__Problem details__. Give back every entry below, exactly as written.

▬▬▬▬▬▬▬▬▬▬

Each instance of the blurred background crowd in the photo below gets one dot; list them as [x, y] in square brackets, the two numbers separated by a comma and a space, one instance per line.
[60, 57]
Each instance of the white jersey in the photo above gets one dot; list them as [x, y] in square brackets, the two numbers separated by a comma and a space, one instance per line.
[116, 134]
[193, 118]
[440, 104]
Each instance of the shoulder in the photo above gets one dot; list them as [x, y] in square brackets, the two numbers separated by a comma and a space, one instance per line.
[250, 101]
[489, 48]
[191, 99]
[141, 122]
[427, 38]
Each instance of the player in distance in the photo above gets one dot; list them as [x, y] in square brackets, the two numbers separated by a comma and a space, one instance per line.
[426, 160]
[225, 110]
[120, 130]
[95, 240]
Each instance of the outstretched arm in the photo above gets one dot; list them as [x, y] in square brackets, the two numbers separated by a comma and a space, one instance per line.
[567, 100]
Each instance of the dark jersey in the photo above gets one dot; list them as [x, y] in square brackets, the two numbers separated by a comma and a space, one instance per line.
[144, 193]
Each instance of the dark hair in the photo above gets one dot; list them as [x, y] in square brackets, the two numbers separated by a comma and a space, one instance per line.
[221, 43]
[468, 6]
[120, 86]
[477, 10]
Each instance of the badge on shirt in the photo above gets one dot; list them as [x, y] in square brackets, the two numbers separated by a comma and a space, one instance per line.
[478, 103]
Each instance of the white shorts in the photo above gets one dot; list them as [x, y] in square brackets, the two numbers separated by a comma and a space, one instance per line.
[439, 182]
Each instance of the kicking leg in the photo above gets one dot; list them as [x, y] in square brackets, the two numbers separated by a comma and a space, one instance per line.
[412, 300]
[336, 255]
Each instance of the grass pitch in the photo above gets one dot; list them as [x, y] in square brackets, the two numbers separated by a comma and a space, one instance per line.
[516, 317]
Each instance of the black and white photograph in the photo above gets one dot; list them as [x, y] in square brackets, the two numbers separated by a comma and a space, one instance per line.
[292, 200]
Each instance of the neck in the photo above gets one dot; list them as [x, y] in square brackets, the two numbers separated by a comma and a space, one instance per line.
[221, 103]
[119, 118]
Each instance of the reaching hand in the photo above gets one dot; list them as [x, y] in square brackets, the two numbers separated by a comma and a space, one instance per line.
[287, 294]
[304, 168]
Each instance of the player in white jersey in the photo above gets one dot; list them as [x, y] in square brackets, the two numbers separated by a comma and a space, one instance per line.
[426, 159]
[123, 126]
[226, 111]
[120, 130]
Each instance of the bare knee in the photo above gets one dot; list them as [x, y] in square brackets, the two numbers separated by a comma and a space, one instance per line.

▬▬▬▬▬▬▬▬▬▬

__Reply__.
Each instance of the blurred background crowd in the photo below gets one dot; list them as [x, y] in square brackets, the two numbers separated by a comma and a space, one instance per line.
[60, 57]
Each instance of the white jersey in the photo above gets one dot; list them as [x, y] in square brackets, the two numbers separated by a comma and a space, one instance per line.
[116, 134]
[193, 118]
[440, 104]
Each instance of the shoulder in the photo above gets one dot; list them as [x, y] in square brackets, the two numbers separated by a comma and a space, one instance per line.
[250, 101]
[489, 48]
[191, 99]
[141, 122]
[427, 38]
Each instance of the player in distance in the photo above gets one dot; list them as [x, y] in square brackets, the two numbers separated by a comma and a space, one instance per line.
[426, 160]
[225, 110]
[120, 130]
[95, 240]
Each instance of the outstretched arm in the photo above gets one dot; list them as [x, y] in square brackets, the two numbers separated by a comma and a space, one instance per line.
[567, 100]
Each instance of the dark jersey in the photo above gets one dot; list them as [x, y] in square brackets, the two numbers separated by a comma and a space, one instance per line.
[144, 193]
Each instance of the dark hair in the photo above gets one dot; list them as [x, y] in square brackets, the two numbers separated by a comma and a space, one instance per line.
[221, 43]
[468, 6]
[120, 86]
[477, 10]
Each instance of the badge on shirt in the photo above gets one dot; list them as [x, y] in square brackets, the two numbers separated by a comma and a space, one instance per line.
[478, 103]
Each instance of the white shorts in the photo above gets one dot; list them as [x, y] in square brackets, the two numbers separated by a comma and a space, one instance per line.
[439, 182]
Each instance of the kicking leg in the photo above gets one dot; list them as [x, y] in square brackets, the two numbers separated by a comma and a space, one instance per line.
[412, 300]
[336, 255]
Each instance of the grass pitch in the photo above gets one dot; list them as [x, y] in square brackets, the two numbers separated by a comma and a space, one instance per line.
[516, 317]
Each instance of the black and white photograph in the photo above gets one dot; list them as [x, y] in square brackets, the two numbers separated by a comma and a space, one instance per line.
[292, 200]
Each instance of the neck in the photo above gets one dot; list them as [x, y] in square brackets, the two numbers separated by a comma and a space, one instance per line.
[221, 103]
[119, 118]
Each instance of the reaching hand in the photo above gets one dot; list them as [x, y] in square brackets, the two numbers separated by a comma and a space, one instance per line.
[287, 294]
[304, 168]
Each instance of the player in white jersey in the photo above gets one dot; list them as [x, y] in square brackets, the two numbers separated by a comma and a space, one instance per line.
[426, 159]
[123, 126]
[226, 111]
[120, 130]
Each instance of the bare knee in the photo above gets one dot; list them as [x, y] in square brackets, the two numbers separated by a comma and a space, one instance per line.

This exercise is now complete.